*** Excerpt

A Mission Control bot for Slack

Ship #1

Mission Control - a NASA/space command centre for Slack

Mission Control is a Slack bot that pulls real space data straight into the workspace. Four slash commands, all prefixed mc:
/mc-apod - NASA's Astronomy Picture of the Day, the actual image with a trimmed caption and credit
/mc-iss - live position of the International Space Station: latitude, longitude, altitude and velocity, with a link to see it on a map
/mc-mars - the freshest raw photos off the Perseverance rover
/mc-crew - everyone who's currently in space right now, with their craft and agency

Felt very on theme for a NASA-backed event, so I leaned all the way into it. Everything's built with Block Kit - headers, image blocks, context lines - and posts in-channel so the whole feed gets the photos, not just plain text.

******
*** Extracted information

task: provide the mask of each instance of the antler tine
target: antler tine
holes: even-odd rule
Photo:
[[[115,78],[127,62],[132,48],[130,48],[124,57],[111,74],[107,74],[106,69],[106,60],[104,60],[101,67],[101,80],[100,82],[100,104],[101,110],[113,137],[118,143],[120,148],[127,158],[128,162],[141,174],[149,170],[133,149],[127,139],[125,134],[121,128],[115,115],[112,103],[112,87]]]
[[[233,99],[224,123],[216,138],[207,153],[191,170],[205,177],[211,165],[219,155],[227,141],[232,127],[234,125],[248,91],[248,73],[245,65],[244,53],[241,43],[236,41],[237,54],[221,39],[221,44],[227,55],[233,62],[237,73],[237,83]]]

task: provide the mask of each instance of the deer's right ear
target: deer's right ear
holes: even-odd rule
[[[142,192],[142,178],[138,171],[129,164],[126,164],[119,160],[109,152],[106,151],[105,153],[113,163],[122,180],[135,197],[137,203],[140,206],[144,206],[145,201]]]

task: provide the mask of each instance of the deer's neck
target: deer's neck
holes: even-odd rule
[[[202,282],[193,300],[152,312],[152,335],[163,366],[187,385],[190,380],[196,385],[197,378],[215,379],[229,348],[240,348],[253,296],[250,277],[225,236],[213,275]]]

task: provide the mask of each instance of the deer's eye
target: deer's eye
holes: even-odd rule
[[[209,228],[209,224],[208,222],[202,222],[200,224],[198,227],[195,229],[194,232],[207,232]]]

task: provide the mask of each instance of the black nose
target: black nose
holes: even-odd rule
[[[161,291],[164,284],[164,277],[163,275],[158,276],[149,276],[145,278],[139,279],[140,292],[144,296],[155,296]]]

******

=== What is being asked ===
Quote the passage of the Slack bot write-up that starts with "Felt very on" and goes on through "just plain text.".

=== Answer to the exercise ===
Felt very on theme for a NASA-backed event, so I leaned all the way into it. Everything's built with Block Kit - headers, image blocks, context lines - and posts in-channel so the whole feed gets the photos, not just plain text.